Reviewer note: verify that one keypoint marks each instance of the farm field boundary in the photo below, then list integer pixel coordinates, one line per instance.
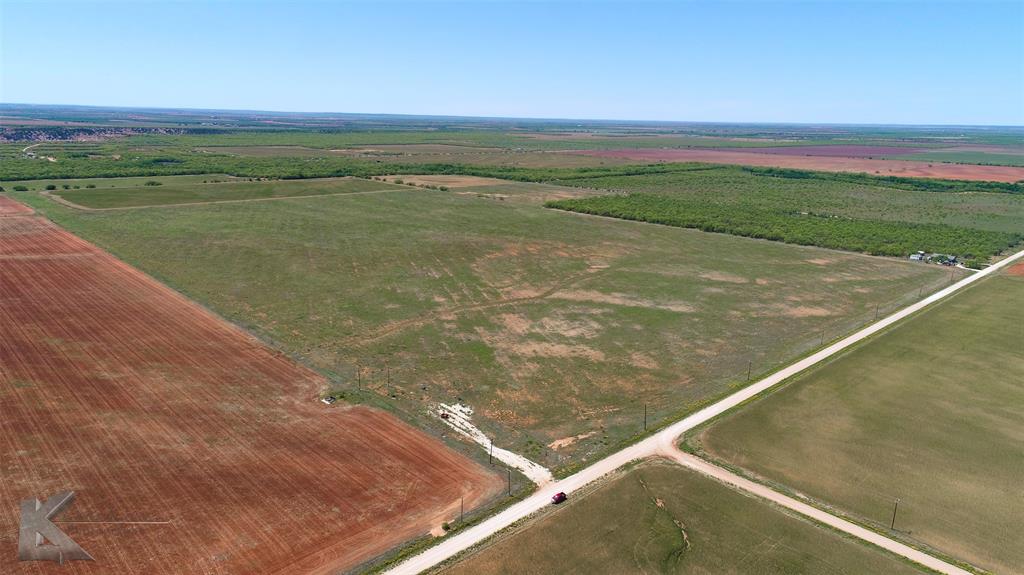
(108, 374)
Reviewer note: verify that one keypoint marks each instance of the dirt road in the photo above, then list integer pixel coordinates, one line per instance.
(664, 444)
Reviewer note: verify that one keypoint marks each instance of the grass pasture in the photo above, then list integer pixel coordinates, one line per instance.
(664, 519)
(198, 192)
(931, 411)
(554, 327)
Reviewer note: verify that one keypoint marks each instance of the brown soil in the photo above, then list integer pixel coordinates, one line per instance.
(151, 408)
(10, 208)
(826, 164)
(449, 181)
(838, 150)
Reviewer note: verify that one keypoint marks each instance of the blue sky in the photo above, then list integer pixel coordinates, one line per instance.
(905, 62)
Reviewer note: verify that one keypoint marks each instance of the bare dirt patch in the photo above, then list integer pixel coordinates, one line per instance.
(820, 163)
(621, 300)
(151, 408)
(565, 442)
(1016, 269)
(722, 276)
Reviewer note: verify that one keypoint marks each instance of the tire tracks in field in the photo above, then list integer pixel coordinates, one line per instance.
(74, 206)
(381, 333)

_ _ _

**WHAT THE EXERCISE ASKS:**
From the line that contains "of the tire" down to the last line of the listing above, repeat each line exactly, and include nothing else.

**TASK RESPONSE:**
Reviewer note: verify that one keypoint marks each instance of the tire tracks in field in the photo above, then list integer pixel coordinates, one line per instance.
(74, 206)
(381, 333)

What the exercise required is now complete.